[Extracted material]

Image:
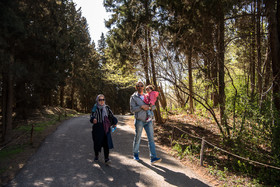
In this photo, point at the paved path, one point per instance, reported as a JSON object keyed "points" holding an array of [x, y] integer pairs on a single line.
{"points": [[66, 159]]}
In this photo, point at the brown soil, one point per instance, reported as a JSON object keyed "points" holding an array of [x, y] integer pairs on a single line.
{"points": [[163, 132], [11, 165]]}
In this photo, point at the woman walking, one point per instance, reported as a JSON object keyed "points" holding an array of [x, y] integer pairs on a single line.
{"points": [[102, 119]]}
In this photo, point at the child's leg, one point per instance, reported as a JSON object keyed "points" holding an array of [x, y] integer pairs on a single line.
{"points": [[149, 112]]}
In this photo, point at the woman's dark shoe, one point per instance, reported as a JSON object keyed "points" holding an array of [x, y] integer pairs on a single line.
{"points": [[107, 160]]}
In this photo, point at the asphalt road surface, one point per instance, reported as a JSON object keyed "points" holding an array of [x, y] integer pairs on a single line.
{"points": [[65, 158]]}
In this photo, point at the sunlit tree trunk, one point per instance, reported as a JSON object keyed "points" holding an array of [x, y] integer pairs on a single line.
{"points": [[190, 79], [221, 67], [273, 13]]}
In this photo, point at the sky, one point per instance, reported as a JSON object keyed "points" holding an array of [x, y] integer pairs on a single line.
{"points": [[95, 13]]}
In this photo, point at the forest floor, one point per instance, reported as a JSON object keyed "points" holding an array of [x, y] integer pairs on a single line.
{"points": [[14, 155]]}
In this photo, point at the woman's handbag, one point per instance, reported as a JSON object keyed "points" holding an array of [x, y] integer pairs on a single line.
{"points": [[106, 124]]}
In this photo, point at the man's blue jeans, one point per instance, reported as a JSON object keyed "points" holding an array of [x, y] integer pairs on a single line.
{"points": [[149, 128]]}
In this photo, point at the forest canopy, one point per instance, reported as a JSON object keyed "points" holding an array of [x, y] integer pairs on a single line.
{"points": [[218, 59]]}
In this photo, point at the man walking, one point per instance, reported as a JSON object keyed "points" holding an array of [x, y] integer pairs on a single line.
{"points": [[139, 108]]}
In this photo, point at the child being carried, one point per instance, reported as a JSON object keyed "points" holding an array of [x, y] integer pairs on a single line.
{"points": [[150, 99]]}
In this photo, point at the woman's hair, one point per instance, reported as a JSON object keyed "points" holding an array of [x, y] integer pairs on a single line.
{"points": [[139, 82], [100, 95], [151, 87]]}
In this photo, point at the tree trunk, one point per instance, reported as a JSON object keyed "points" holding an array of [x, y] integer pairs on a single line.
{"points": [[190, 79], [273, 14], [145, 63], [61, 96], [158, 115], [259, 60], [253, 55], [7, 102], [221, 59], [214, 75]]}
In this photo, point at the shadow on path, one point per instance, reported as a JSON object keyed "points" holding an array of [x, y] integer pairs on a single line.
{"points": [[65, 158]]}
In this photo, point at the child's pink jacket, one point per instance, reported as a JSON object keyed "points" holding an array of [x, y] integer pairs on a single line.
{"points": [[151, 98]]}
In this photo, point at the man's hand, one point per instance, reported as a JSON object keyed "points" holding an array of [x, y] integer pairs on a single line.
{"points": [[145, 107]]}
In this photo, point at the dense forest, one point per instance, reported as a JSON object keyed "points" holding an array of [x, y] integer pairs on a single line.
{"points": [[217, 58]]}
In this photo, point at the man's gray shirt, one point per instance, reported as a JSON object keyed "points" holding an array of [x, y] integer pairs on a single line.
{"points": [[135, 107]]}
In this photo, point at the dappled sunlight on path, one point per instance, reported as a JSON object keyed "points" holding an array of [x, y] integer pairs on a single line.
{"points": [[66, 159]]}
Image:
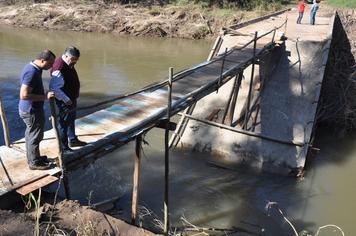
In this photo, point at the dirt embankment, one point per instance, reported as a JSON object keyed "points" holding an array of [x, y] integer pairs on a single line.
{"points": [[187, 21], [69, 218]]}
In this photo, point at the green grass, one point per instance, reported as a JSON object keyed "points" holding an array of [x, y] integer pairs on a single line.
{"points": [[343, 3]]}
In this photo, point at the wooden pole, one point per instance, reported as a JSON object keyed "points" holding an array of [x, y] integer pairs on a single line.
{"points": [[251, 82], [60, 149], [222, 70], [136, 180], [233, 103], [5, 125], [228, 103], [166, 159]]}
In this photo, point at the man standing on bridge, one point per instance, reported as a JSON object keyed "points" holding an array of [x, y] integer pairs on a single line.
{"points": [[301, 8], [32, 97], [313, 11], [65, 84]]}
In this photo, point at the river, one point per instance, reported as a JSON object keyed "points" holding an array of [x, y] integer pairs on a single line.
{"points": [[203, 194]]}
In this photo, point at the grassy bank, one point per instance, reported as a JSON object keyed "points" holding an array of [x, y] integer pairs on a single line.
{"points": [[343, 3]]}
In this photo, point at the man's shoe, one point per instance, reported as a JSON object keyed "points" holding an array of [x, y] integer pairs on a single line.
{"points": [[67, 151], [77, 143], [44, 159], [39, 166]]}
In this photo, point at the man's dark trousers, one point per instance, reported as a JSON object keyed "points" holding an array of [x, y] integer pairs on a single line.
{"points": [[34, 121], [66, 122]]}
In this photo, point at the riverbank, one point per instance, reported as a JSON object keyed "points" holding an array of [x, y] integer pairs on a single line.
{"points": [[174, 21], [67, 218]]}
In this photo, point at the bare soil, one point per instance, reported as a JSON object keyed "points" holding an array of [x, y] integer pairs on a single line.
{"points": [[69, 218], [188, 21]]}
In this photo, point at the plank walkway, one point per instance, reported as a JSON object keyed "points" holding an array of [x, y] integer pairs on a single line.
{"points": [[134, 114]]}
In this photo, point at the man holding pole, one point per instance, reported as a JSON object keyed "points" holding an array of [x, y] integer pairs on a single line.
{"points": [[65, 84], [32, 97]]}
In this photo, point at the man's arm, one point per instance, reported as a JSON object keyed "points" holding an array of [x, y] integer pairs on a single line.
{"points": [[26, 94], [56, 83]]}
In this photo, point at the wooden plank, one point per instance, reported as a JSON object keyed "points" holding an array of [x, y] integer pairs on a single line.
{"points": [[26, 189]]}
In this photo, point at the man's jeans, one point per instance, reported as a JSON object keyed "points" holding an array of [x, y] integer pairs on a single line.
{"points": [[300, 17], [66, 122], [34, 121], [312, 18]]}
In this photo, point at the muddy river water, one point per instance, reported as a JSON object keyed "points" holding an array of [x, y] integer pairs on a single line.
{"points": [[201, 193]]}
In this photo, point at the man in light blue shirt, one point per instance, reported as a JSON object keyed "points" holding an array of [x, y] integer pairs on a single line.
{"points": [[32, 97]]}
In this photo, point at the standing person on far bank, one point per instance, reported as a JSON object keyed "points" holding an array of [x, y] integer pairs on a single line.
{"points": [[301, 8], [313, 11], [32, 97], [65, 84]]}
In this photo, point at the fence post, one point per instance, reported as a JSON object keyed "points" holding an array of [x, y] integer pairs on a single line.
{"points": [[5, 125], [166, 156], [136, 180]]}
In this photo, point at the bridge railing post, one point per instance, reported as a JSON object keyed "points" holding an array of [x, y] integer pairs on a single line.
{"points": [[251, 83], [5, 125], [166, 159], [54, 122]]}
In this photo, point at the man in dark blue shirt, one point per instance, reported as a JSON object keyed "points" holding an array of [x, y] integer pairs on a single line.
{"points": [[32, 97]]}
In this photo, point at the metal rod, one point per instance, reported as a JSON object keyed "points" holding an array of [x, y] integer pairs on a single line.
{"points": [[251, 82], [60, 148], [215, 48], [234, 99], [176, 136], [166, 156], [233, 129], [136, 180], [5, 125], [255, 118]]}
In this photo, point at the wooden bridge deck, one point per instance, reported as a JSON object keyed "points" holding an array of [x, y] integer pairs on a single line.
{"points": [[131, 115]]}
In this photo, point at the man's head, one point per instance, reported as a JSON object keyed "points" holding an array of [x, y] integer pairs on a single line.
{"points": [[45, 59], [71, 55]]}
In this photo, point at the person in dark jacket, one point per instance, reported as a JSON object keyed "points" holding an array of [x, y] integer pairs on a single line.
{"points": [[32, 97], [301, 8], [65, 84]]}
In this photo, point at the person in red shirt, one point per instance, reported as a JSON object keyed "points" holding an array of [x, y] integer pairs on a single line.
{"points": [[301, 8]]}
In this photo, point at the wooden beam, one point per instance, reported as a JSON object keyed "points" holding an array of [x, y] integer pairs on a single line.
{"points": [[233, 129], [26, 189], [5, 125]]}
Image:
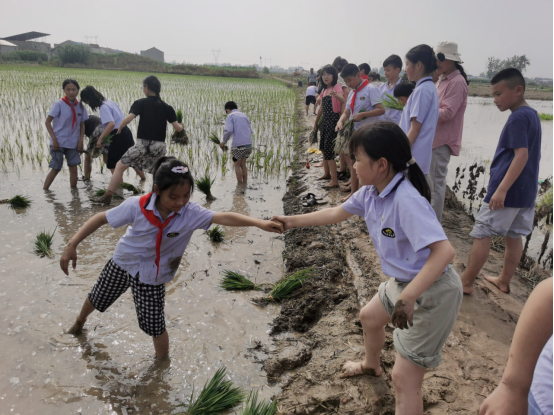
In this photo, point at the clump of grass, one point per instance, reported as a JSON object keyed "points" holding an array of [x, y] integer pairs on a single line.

[/Extracted material]

Exercise requirements =>
In the records above, find the line containing "In this photo, point at the person in red". Reproduce it and every line after it through the last line, omitting pictures.

Output for this exercise =>
In this photo, point at the person in red shirt, one point per instance, reported as a JSON object keyed "points" holding an array of [x, y] integer pairs on a single line.
{"points": [[301, 8]]}
In this photo, point at the wooden beam, one point per instance, reported as a JSON object keyed "points" holding an array of [x, y] integer pairs on a single line.
{"points": [[233, 129], [26, 189], [5, 125]]}
Image:
In this photo, point at the clump of grass, one point per instance, reported as a JSON object keyed "points" holding an array of [x, y] integer pairs on a single line.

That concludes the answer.